### Data provided
● ● ● ● ● ● ●

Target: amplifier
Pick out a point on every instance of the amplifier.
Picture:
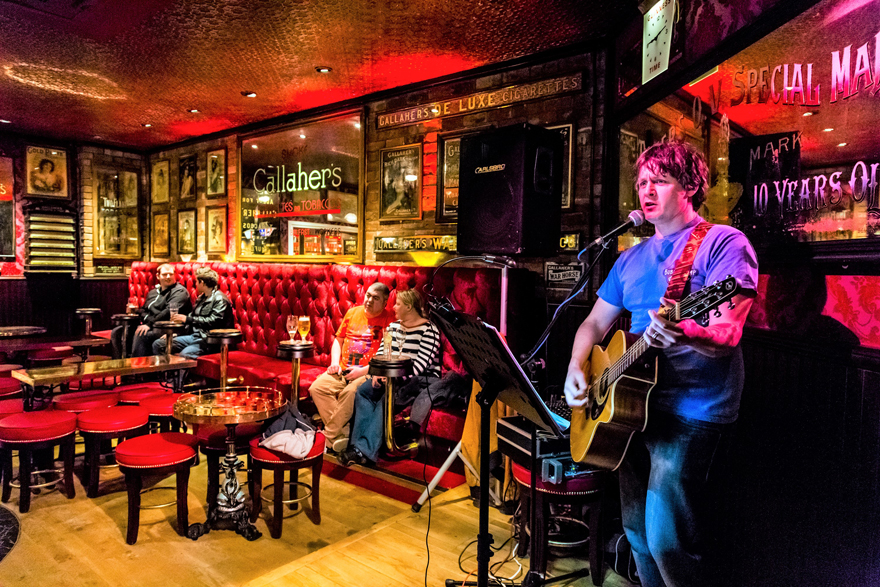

● ● ● ● ● ● ●

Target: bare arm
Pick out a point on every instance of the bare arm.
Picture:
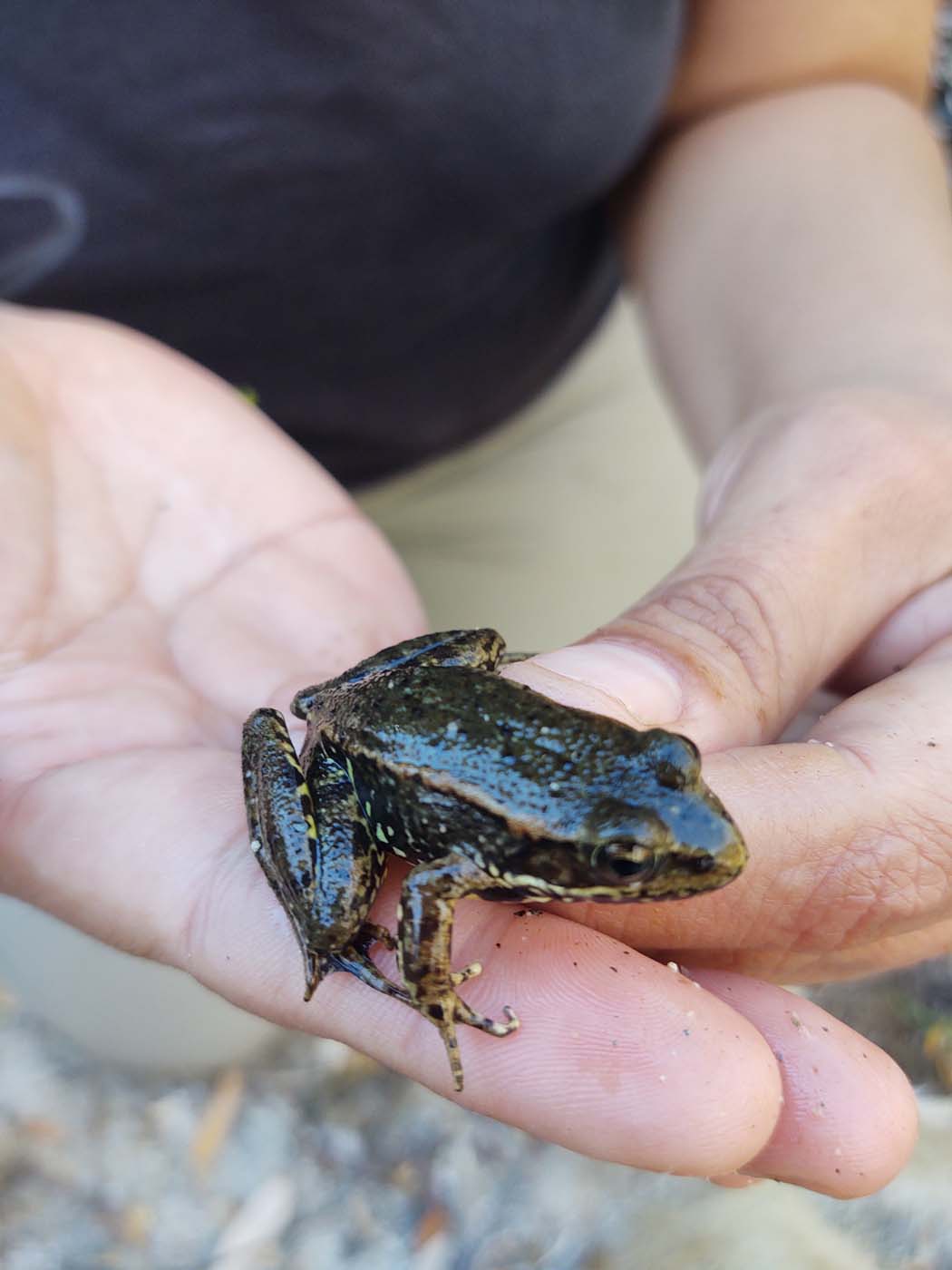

● ● ● ● ● ● ●

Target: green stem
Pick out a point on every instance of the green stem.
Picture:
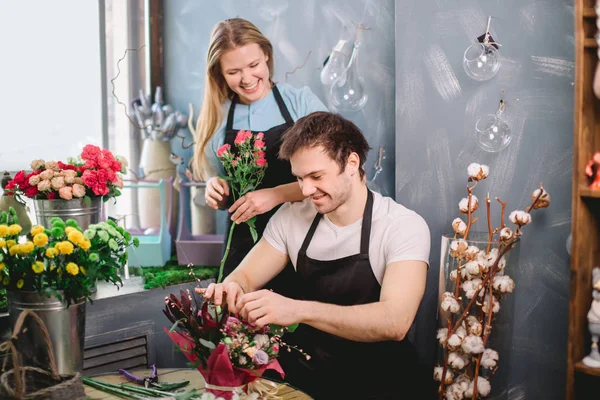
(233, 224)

● ● ● ● ● ● ●

### About this task
Find the string "stem" in the entries above. Copy each line where it occurs.

### Response below
Target: green stem
Pick out a point on every instance of the green stem.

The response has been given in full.